YOUR GOAL -
Look in the material below for the line with "Guideline: for every instance of the king" and the line with "Guideline: for every instance of the penguin standing", then set down exactly those two lines and all lines between, nothing more.

────────

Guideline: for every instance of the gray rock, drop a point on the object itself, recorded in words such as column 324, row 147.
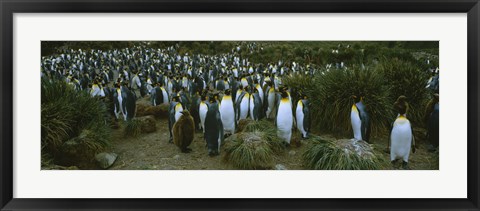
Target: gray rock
column 280, row 167
column 105, row 160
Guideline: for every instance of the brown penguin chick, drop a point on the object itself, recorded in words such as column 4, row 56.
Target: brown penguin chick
column 184, row 131
column 401, row 105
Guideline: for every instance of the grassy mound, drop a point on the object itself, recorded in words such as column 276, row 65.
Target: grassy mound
column 332, row 93
column 254, row 146
column 406, row 78
column 269, row 134
column 133, row 128
column 345, row 154
column 66, row 113
column 248, row 150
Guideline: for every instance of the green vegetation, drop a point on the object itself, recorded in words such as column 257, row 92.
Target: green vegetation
column 133, row 128
column 269, row 134
column 327, row 155
column 67, row 114
column 248, row 151
column 254, row 147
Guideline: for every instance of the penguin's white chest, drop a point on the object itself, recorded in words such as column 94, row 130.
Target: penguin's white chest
column 227, row 114
column 165, row 95
column 238, row 95
column 203, row 109
column 356, row 123
column 178, row 109
column 252, row 106
column 244, row 106
column 299, row 115
column 401, row 139
column 285, row 120
column 271, row 102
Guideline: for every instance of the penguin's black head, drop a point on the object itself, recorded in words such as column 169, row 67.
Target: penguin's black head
column 355, row 98
column 185, row 112
column 402, row 98
column 211, row 98
column 436, row 97
column 284, row 93
column 176, row 98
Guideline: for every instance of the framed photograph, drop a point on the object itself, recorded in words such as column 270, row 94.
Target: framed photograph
column 239, row 105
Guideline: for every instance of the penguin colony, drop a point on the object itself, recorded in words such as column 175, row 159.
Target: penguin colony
column 211, row 94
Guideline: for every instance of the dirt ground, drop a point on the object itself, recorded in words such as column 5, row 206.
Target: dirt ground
column 153, row 152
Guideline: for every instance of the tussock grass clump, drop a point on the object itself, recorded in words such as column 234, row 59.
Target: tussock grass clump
column 406, row 78
column 299, row 83
column 133, row 128
column 269, row 134
column 340, row 155
column 66, row 112
column 248, row 151
column 332, row 93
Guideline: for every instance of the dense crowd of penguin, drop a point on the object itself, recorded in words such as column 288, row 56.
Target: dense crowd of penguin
column 213, row 93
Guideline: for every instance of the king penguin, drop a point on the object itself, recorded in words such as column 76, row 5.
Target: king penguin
column 360, row 120
column 271, row 98
column 174, row 113
column 256, row 108
column 303, row 116
column 227, row 113
column 128, row 103
column 243, row 105
column 184, row 131
column 213, row 128
column 202, row 110
column 432, row 119
column 156, row 96
column 401, row 139
column 284, row 118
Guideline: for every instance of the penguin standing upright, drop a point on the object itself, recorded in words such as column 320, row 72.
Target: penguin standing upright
column 174, row 114
column 156, row 96
column 360, row 120
column 213, row 128
column 242, row 105
column 284, row 120
column 227, row 113
column 401, row 105
column 432, row 119
column 271, row 98
column 303, row 116
column 256, row 108
column 202, row 111
column 401, row 138
column 129, row 103
column 184, row 131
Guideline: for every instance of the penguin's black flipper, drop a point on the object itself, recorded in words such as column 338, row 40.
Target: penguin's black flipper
column 414, row 145
column 390, row 138
column 306, row 117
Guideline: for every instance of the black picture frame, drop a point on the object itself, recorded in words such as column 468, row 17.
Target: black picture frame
column 9, row 7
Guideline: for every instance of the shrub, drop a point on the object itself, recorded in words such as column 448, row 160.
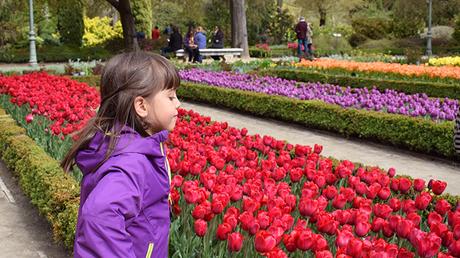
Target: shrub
column 70, row 22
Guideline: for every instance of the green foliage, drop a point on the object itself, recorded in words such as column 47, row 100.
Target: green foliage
column 413, row 133
column 373, row 28
column 54, row 193
column 143, row 15
column 12, row 21
column 70, row 22
column 281, row 26
column 55, row 54
column 99, row 30
column 456, row 34
column 218, row 14
column 407, row 20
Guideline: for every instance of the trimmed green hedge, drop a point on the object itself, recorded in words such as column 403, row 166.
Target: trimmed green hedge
column 53, row 192
column 416, row 134
column 439, row 90
column 55, row 54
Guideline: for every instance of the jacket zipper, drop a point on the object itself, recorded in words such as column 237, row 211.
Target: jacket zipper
column 149, row 250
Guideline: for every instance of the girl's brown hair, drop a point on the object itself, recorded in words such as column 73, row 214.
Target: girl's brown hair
column 125, row 77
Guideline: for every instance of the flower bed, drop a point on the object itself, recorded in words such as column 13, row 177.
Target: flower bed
column 436, row 88
column 403, row 69
column 389, row 101
column 253, row 195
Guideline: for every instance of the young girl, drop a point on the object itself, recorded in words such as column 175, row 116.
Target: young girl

────────

OUTPUT FOR THIS TASK -
Guideline: for every instance of the king penguin, drop a point on the object itself, recorded in words such as column 76, row 5.
Target: king penguin
column 360, row 120
column 271, row 98
column 174, row 113
column 256, row 108
column 303, row 116
column 227, row 113
column 128, row 103
column 243, row 105
column 184, row 131
column 213, row 128
column 202, row 110
column 432, row 119
column 156, row 96
column 401, row 139
column 284, row 118
Guideline: for every instance of the penguin standing upright, drop a point on the object itself, recorded in words such as column 320, row 72.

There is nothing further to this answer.